The task — Set down every record below exactly as it stands.

Record extracts —
-- Opening Marker --

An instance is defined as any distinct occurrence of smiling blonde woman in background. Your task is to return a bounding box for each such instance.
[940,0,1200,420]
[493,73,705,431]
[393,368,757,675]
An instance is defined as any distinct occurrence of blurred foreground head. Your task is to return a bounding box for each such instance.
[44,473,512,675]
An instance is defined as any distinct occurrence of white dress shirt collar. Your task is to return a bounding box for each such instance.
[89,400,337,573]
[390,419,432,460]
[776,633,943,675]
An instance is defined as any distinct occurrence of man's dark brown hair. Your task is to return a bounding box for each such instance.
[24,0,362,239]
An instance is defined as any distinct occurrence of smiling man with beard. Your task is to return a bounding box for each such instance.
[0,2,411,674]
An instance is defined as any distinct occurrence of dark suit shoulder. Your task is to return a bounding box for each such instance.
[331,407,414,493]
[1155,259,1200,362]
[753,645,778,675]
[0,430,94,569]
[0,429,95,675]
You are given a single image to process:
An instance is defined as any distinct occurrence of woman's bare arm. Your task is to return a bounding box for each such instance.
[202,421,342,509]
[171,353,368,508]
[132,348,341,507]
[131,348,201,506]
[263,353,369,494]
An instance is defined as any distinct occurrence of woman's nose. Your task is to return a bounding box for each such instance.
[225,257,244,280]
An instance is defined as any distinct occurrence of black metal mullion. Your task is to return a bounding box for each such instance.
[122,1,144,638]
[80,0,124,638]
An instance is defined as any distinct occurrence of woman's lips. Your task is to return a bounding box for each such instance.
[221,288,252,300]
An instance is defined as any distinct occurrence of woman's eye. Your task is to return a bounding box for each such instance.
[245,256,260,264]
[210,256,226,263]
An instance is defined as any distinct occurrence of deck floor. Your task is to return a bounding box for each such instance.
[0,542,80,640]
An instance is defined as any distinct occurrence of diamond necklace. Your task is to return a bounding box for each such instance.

-- Closing Marker --

Solution below —
An instance is defined as any distinct occurrence of smiling blonde woman in background. Your task is to return a bounding box for each such instance.
[940,0,1200,420]
[493,73,705,431]
[393,368,757,675]
An instance is defined as any distinct occurrence of blurred foreground head. Your task is to return a bounding box for each such instance.
[44,473,512,675]
An instance is defined as any distinct occurrence of white dress shirt collar. Your task is to return a bounding box for each such instance.
[89,400,337,573]
[390,419,432,460]
[776,633,943,675]
An instance is defined as any distinct occurrence of man's dark brown hair. Your task is to return a bounding box for each such instance.
[24,0,362,239]
An instance is defined as any distinct occurrence of smiling man with beard. Your task is to return a bounding box for each such instance.
[0,2,411,674]
An instance is defined as any distinct occurrence of dark suit shoulder. Your task is to return a bounding box for each such instance.
[331,407,414,493]
[1155,259,1200,362]
[753,645,778,675]
[0,430,94,569]
[0,429,95,675]
You are given a single image to process:
An instance is defined as any distinct occurrence of woman's bare arm. Your task is to return a bounding box for each such instance.
[202,421,342,509]
[171,353,368,508]
[132,348,341,507]
[131,348,201,506]
[263,353,369,494]
An instance is defined as any distinct occurrence of woman's nose. Your task is to return a bounding box for each such instance.
[225,257,244,280]
An instance is defined as any distinct occurrence of black metal mullion. Your task is to return a bounding box for each such instance.
[122,1,144,638]
[80,0,124,638]
An instance is defined as any distinct occurrence of woman's lips. Your task is to return a bounding box for each such instance.
[221,288,252,300]
An instance is defined as any distinct occurrence of woman's eye. Your task is to return a bounding box for each such instance.
[245,256,260,264]
[210,256,226,263]
An instance is defined as any distinct occurrence of deck floor. Your task is to return a bounding box for each such instance.
[0,542,80,640]
An instance is defined as any distinct occurrence of diamond necklace. Your task is to return a bounding box for each such instance.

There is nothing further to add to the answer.